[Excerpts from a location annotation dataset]
:::

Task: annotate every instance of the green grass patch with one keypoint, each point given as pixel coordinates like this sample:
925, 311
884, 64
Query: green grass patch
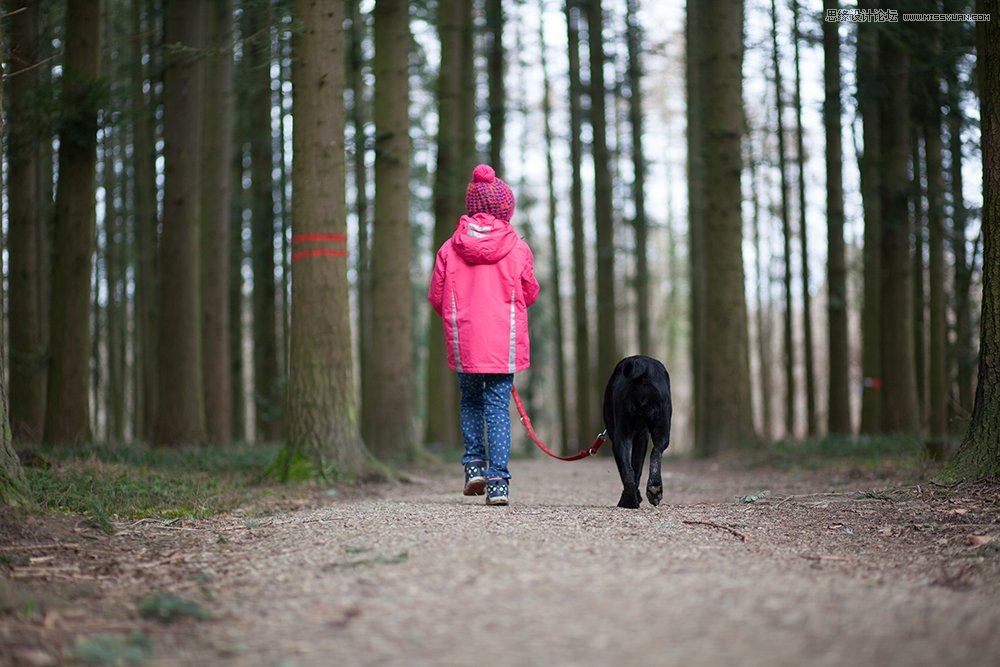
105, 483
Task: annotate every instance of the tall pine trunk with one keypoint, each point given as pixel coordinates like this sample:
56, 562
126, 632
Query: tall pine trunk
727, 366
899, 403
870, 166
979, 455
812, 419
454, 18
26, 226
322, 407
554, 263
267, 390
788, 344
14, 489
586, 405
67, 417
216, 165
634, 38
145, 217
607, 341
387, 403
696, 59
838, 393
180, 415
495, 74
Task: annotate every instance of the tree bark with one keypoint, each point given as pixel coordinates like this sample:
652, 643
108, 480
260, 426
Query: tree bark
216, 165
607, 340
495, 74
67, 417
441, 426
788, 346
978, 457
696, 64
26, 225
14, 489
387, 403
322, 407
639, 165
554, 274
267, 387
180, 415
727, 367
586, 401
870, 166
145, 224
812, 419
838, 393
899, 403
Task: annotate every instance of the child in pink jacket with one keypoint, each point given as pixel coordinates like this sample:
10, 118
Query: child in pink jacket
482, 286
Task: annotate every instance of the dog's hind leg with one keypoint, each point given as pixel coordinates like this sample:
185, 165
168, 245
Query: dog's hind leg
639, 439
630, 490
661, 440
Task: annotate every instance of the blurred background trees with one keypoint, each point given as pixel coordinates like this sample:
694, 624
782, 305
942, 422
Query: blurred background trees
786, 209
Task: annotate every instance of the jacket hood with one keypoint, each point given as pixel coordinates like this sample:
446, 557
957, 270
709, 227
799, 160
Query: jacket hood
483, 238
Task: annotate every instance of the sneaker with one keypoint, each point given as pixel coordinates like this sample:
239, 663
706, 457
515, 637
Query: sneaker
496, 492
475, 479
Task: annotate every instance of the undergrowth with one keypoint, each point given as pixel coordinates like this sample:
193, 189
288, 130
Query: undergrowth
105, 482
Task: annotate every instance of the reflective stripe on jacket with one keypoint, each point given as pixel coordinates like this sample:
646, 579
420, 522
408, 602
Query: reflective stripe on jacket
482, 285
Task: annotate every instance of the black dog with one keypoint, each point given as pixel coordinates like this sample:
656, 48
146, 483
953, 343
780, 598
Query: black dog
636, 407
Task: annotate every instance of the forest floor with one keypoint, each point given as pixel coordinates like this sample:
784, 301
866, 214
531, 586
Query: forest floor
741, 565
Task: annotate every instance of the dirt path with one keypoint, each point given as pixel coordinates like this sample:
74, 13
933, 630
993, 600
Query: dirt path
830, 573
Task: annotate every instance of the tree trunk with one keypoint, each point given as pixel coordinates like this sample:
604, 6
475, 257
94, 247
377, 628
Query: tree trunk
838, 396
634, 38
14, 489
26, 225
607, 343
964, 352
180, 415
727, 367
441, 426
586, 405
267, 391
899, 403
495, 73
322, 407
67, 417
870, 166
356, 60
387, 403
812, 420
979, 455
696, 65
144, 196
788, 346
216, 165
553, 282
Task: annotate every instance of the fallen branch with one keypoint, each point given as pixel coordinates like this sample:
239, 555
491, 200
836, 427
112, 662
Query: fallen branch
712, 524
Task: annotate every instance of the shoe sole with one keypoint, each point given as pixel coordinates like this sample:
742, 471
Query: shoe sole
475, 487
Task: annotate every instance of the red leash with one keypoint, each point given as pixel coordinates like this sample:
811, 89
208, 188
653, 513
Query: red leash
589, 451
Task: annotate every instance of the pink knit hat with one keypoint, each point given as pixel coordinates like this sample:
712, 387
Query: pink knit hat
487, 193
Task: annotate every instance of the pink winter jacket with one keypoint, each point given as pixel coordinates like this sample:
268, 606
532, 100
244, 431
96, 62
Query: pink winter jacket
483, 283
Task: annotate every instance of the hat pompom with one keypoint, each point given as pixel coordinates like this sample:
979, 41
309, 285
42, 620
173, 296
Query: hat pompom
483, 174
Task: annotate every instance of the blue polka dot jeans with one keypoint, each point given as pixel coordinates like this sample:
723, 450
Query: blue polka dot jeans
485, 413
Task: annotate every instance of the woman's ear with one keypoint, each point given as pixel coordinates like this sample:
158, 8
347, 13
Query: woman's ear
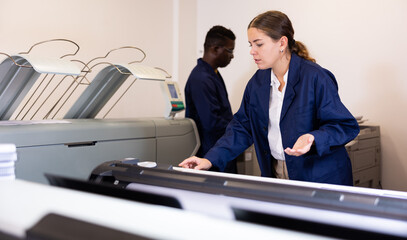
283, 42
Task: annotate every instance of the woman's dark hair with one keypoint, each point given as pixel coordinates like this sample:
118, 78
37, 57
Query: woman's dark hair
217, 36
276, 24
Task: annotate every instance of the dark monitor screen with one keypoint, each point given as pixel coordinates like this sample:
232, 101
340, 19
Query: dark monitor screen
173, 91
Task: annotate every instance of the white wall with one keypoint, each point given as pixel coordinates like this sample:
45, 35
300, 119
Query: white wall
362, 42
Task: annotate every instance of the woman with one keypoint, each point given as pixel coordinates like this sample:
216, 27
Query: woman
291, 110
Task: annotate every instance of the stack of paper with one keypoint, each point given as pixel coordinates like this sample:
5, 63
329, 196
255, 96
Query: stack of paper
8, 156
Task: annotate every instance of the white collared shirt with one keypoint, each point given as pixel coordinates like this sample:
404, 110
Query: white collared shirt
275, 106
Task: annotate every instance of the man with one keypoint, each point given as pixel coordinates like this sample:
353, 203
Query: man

:::

What to produce: Convert the lines starting at the one containing "Task: annotate every instance of the white collared" and ending with the final line of the records into a JSON list of strings, one string per line, with blank lines omitted.

Output for this task:
[
  "Task: annotate every instance of the white collared shirt with one keypoint, each point given as pixel coordinates like this sample:",
  "404, 110",
  "Query: white collared shirt",
  "275, 106",
  "Task: annotate every instance of the man with one keypoint, each point given as pixel coordinates like this sample:",
  "353, 203",
  "Query: man"
]